Texte fourni |
Cette étude a concerné plus de 2 millions d’individus et donne des résultats très intéressants. À 50 ans, en l’absence de facteurs de risque, le risque estimé de MCV ultérieur est de 13 % pour les femmes et de 21 % pour les hommes. Cela souligne d’ailleurs un risque résiduel non négligeable, même en l’absence de facteurs de risque, risque résiduel multifactoriel d’origine génétique notamment et pointant l’importance d’autres facteurs connus émergents. Chez les personnes ayant les 5 facteurs de risque, le risque de MCV ultérieur est de 24 % pour les femmes et de 38 % pour les hommes.
À l’issue de la comparaison entre les participants ne présentant aucun des facteurs de risque et ceux présentant tous les facteurs de risque, le nombre estimé d’années de vie supplémentaires était de 14,5 pour les femmes et de 11,8 chez les hommes. Le nombre estimé d’années de vie supplémentaires sans MCV était de 13,3 pour les femmes et de 10,6 pour les hommes.

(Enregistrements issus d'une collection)
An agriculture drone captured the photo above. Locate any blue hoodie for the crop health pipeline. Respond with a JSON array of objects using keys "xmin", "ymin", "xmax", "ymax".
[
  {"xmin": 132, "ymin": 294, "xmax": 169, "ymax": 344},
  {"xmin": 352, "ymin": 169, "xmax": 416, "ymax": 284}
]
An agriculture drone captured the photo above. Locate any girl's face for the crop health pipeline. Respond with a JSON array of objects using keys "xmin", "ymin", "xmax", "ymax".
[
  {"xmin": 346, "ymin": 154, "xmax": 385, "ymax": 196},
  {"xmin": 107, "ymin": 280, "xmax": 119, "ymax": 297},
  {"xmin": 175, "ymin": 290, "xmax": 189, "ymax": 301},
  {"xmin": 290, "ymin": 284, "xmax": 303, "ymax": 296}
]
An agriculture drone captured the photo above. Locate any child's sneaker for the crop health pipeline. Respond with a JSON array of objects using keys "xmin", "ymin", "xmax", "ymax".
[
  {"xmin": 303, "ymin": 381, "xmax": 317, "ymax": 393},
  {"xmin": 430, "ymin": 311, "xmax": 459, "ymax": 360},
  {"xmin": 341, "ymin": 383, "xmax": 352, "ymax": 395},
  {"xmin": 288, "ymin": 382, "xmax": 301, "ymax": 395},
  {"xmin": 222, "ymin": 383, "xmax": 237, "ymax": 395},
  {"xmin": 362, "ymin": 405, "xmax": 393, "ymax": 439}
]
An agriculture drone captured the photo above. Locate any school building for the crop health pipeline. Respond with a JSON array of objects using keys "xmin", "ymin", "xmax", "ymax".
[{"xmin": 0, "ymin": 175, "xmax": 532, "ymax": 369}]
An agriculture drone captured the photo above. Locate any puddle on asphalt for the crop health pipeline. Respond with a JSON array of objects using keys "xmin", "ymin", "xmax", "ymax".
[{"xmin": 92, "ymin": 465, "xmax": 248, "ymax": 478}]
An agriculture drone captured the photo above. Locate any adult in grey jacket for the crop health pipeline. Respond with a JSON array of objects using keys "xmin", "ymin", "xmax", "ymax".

Consignes de l'exercice |
1. Dans le texte sur le risque de MCV, qu'est-ce qui fait ressortir un risque résiduel non négligeable, et à quelle origine ce risque est-il attribué ? Répondez en une à trois phrases.
2. Rédigez la suite du texte sur le risque de MCV à partir de sa dernière phrase.
Les items n'interviennent pas dans ce travail.

Résultats par consigne |
1. Même en l'absence de facteurs de risque, le risque estimé de MCV ultérieur à 50 ans atteint 13 % chez les femmes et 21 % chez les hommes. Ce risque résiduel est qualifié de multifactoriel, d'origine génétique notamment. Il souligne aussi l'importance d'autres facteurs connus émergents.

2.
Lorsque les facteurs de risque cardiovasculaire étaient présents entre 50 et 55 ans et modifiés entre 55 et 60 ans, il apparaît que c’est la modification de l’HTA qui est associée au plus grand nombre d’années de vie supplémentaires sans MCV, l’arrêt du tabagisme, de son côté, est associé au plus grand nombre d’années de vie supplémentaires sans décès.
Ces données interpellent. Certes, cette étude a des limites méthodologiques. Elle ne prend pas en compte l’activité physique des individus, leur nutrition notamment. Cependant, elle renforce notre conviction que lutter contre le tabagisme et prendre en charge l’hypertension artérielle est impératif dans la lutte contre les MCV.
Or, les données épidémiologiques françaises récentes [2] ne sont pas rassurantes. La prévalence des facteurs de risque est élevée : dans la population générale française, elle atteint 30 % pour l’HTA, 25 % pour le tabagisme et 23 % pour l’hypercholestérolémie. Trop de Français ignorent leur état de santé : près de 1 hypertendu sur 2 méconnaît son hypertension artérielle, 1 personne souffrant d’hypercholestérolémie sur 2 ignore son hypercholestérolémie, et 1 diabétique sur 5 son diabète. Ce degré de méconnaissance des individus touchés est particulièrement préoccupant. Les facteurs de risque comportementaux méritent une attention particulière : en effet, près de 1 adulte sur 3 est fumeur, près de trois quarts d’entre eux ne respectent pas la recommandation de manger 5 fruits et légumes par jour, et 4 adultes sur 5 consomment plus de 6 g de sel par jour.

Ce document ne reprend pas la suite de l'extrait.